■ **Given passage**:

I don't think she's dumb or stupid, she's definitely not a very introspective reflective person, or like the brightest, but she's smart, she aware of her decisions and how they impact her and other people's lives. She doesn't know how to control that, though.


Cassie's cage

If a world looking at you as a "thing" was all that you'd ever known your whole life, how would you behave?

In episode 2 of season 2, in the bathtub scene Maddy tells Cassie that her problem is that she doesn't know how to say no. I personally don't think that is her problem.

We're meant to believe that Cassie thinks she's a bad person because she keeps getting in bed with guys that aren't her boyfriend, but that's obviously not a real reason. Forget it's Nate she slept with for a second, and just think of what she's feeling guilty about (which is the same she felt with Daniel in season one) : Cassie's guilt comes from the fact that she does not take ownership of her actions and lives them passively, like as if she had no control over her life, as if she actually was an object.

The point isn't that she has sex with too many guys, the point is that Cassie does not know she has the power, Nate tells her in S2E2 "you don't know how much power you have".


In the carnival episode Kat and Cassie both follow their desire, but it's so clear that Kat is in control and Cassie isn't, just like with the nudes, she is taken by the moments, by the men in her life, never being able to make a decision on her own. So, the problem isn't that she doesn't know how to be single...


The problem is that she doesn't know she can choose whether to be alone or not, and that if the answer is no it is completely okay. I mean, she should probably ask herself why she doesn't want to be single, but at the end of the day, there's nothing wrong with not wanting to be alone.


The perfect girl trope is a cage that taught her to be compliant, to please, it taught her to look for men's approval and confirmation, and to base her whole life on that, to depend on male desires and other people's opinions, to always try and live up to a fantasy. It's like Lexi tells her in S1E7 when Cassie asks her how she looks: "you look beautiful, Cassie, you look fucking amazing, it's literally all everyone's ever told you your entire life, like listen to yourself, it's fucking exhausting".


It is "fucking exhausting"...



Cassie lives in a trope so tiny that no one - not even a "small sized barbie" like her - could possibly fit in, without being absolutely destroyed by it.


Some people - maybe unconventionally beautiful, maybe fatter or shorter or without heteronormative features - need to build their confidence off of themselves (like Kat does for example, or Jules, or even Maddy as is explained through her past as a beauty pageant). Cassie built her whole world on whether others thought she looked pretty or not, she never had to ask herself that or how she felt or if she even wanted to look pretty.


Anyways... I can't wait to see where Sam takes her.


P.s. : Just wanted to clarify I'm 21, I've finished high school three years ago now, so I really feel like this show isn't meant for me anymore, I've outgrown these aesthetics, I'm not intrigued by the toxicity of unaware younger relationships, and I'm definitely over all of these different tropes. For instance, I felt much more connected to the time "The Worst Person in The World" was speaking to and of, a time shared by the same generation of Euphoria, just a step later in life I think. But still, Euphoria talks about my world in a way that is truly unique and I think somehow it manages to break this wall that divides ages and stages of life showing how universal some feelings are, even if when you're younger they're in their most enhanced form.

■ **Information provided**:
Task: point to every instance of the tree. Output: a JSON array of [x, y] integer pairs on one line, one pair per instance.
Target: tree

■ **Assignment**:
Copy the part of the essay on Cassie that opens with the words containing "Cassie lives in" and closes with "to look pretty.", changing "confidence" to "self-esteem".

■ **Answer for the task**:
Cassie lives in a trope so tiny that no one - not even a "small sized barbie" like her - could possibly fit in, without being absolutely destroyed by it.


Some people - maybe unconventionally beautiful, maybe fatter or shorter or without heteronormative features - need to build their self-esteem off of themselves (like Kat does for example, or Jules, or even Maddy as is explained through her past as a beauty pageant). Cassie built her whole world on whether others thought she looked pretty or not, she never had to ask herself that or how she felt or if she even wanted to look pretty.